SELECTED TEXT section start

But as you said, we need to be careful in our practices. I am not willing to, say, read Genesis 1 as mere allegory (as Augustine did); on the other hand, we do want to use scientific observation in the service of Scripture.
There's more to be said and I don't want to leave off my thoughts uncompleted like this, but I've written too much already.
I used to be an avowed materialist and evolutionist; that I am no longer is testimony to the power of the Holy Spirit in changing how I approach the Word of God.
Has Phil done his post on Henry Blackaby and the 'Experiencing God' thing that he wanted to get to, but kept getting derailed into the charismatic discussion? Because it seems to me that has relevance here.
I'm about as far from Calvinism as I can get, but I really appreciate the scholarly approach of this essay (in particular) and most of what you say.
Nope, Libbie, not yet. There's just those 500 posts I've done about still small voices, guidance, feelings, vapors and all the rest, that everyone seems to have forgotten.
Snif...
Snif....
You know, something was telling me that I was forgetting something...
Mm.

SELECTED TEXT section end
AVAILABLE DATA section start

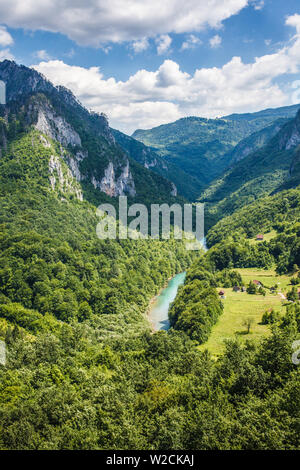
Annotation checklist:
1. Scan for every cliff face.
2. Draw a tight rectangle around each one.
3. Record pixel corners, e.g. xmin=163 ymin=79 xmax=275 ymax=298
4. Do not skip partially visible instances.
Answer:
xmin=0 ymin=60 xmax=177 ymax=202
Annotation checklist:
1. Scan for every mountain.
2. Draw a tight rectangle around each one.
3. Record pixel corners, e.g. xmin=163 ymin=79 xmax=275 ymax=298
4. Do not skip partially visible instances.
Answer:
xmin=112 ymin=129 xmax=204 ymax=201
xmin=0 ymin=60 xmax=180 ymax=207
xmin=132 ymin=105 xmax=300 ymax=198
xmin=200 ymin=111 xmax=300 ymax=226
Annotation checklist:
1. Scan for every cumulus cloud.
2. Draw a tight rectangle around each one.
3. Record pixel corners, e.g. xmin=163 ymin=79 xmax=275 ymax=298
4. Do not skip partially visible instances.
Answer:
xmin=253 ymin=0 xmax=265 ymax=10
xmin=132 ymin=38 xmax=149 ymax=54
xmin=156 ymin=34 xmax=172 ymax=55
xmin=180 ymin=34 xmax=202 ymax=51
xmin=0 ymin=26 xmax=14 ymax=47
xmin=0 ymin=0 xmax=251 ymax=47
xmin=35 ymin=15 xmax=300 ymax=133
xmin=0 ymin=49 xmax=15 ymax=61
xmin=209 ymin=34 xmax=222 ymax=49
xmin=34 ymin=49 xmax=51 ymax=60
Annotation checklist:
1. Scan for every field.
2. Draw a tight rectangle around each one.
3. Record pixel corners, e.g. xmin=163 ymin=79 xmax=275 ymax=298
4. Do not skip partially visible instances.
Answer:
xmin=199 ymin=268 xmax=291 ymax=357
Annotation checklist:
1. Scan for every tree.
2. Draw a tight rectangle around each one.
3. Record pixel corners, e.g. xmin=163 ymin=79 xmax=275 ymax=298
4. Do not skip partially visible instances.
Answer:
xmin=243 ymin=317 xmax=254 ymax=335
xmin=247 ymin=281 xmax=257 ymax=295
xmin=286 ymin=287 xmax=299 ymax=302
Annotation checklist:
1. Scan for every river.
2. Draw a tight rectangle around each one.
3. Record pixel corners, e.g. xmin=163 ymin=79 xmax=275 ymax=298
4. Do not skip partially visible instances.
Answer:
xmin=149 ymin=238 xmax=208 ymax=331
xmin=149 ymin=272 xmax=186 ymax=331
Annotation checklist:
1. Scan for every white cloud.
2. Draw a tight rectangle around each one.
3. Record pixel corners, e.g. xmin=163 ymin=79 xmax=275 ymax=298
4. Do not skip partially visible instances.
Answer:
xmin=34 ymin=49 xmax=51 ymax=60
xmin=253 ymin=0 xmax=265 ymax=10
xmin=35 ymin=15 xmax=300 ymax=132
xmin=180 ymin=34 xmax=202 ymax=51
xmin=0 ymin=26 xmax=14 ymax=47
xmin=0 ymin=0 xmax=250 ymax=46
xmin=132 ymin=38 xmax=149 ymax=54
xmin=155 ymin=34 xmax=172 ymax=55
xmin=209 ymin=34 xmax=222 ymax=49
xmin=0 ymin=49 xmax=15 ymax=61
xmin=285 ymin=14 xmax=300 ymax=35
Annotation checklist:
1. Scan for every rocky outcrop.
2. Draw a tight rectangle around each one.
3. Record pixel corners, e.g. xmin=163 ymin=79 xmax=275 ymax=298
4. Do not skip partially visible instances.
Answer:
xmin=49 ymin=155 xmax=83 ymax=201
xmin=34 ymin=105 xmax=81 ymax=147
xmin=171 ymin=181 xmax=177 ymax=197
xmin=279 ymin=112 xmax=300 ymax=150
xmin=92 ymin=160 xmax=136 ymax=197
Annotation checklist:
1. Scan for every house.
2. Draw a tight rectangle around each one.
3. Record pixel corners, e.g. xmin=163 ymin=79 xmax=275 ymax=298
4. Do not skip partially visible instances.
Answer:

AVAILABLE DATA section end
AVAILABLE DATA section start

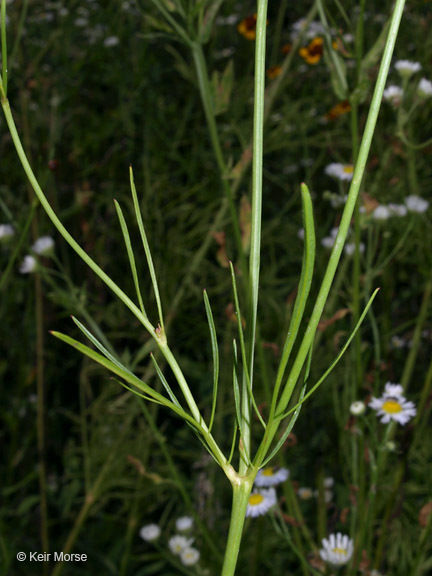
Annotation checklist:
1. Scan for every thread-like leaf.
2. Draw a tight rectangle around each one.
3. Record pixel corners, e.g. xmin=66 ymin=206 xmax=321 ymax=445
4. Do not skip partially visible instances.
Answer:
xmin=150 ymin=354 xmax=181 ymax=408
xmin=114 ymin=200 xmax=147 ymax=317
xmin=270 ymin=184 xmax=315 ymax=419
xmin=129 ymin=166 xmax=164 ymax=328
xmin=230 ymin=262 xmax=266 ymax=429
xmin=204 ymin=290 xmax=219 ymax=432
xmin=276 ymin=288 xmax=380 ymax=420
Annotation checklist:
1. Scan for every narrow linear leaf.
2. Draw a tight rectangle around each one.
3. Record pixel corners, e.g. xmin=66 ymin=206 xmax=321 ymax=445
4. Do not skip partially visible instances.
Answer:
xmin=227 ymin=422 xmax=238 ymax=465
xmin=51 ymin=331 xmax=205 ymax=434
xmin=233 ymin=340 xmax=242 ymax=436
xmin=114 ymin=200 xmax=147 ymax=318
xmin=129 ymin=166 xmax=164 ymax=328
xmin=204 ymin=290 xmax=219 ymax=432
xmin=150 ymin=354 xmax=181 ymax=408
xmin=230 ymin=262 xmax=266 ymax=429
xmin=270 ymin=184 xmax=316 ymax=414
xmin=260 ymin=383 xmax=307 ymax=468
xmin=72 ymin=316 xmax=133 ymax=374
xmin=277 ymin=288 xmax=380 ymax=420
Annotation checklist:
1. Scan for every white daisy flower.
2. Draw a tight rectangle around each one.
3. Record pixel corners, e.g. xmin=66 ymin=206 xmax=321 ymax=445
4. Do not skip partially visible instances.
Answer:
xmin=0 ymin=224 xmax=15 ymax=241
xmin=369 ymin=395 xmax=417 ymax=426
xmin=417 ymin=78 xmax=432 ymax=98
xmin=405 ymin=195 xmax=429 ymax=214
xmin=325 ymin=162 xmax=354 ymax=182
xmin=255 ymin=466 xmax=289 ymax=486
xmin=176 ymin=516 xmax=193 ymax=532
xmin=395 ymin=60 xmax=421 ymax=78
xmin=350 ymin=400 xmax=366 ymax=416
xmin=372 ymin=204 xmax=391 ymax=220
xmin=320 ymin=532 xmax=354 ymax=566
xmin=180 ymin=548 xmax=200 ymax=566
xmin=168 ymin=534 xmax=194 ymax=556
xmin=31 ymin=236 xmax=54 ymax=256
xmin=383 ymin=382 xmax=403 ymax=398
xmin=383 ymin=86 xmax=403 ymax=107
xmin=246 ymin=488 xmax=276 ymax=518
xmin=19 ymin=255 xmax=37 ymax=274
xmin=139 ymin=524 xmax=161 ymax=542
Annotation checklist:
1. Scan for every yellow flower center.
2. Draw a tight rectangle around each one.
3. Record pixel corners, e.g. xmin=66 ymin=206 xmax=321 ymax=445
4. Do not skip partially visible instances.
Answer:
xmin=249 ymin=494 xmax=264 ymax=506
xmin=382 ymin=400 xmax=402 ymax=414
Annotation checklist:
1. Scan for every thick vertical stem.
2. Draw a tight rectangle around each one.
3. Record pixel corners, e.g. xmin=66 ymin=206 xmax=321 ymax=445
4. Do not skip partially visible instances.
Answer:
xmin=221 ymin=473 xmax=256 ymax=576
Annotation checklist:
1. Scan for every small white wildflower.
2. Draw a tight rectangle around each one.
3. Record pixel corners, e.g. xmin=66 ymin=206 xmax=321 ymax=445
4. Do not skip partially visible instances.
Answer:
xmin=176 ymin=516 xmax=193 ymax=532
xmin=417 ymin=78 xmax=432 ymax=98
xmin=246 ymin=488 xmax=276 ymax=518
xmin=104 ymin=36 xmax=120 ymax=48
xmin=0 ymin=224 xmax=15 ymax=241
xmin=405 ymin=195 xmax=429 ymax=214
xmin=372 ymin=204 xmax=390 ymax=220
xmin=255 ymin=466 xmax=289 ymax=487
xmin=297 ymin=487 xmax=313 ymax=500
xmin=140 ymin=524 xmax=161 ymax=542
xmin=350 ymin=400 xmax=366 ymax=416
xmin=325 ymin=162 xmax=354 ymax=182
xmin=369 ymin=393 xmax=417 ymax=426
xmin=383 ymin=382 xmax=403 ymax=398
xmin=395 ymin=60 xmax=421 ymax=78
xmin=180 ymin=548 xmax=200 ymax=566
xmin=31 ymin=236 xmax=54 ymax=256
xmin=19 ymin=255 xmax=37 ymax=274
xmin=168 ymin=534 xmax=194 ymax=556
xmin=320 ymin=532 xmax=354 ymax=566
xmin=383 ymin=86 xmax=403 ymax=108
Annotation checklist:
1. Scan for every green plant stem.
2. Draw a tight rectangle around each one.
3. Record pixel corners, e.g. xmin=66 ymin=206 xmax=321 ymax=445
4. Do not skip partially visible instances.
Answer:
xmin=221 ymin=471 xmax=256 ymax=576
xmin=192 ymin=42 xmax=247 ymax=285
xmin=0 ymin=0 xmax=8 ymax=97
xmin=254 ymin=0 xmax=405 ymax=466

AVAILABLE DATA section end

__WHAT IS EXPECTED__:
Copy out the comment thread above word for word, from start to finish.

__OUTPUT BELOW__:
But as you said, we need to be careful in our practices. I am not willing to, say, read Genesis 1 as mere allegory (as Augustine did); on the other hand, we do want to use scientific observation in the service of Scripture.
There's more to be said and I don't want to leave off my thoughts uncompleted like this, but I've written too much already.
I used to be an avowed materialist and evolutionist; that I am no longer is testimony to the power of the Holy Spirit in changing how I approach the Word of God.
Has Phil done his post on Henry Blackaby and the 'Experiencing God' thing that he wanted to get to, but kept getting derailed into the charismatic discussion? Because it seems to me that has relevance here.
I'm about as far from Calvinism as I can get, but I really appreciate the scholarly approach of this essay (in particular) and most of what you say.
Nope, Libbie, not yet. There's just those 500 posts I've done about still small voices, guidance, feelings, vapors and all the rest, that everyone seems to have forgotten.
Snif...
Snif....
You know, something was telling me that I was forgetting something...
Mm.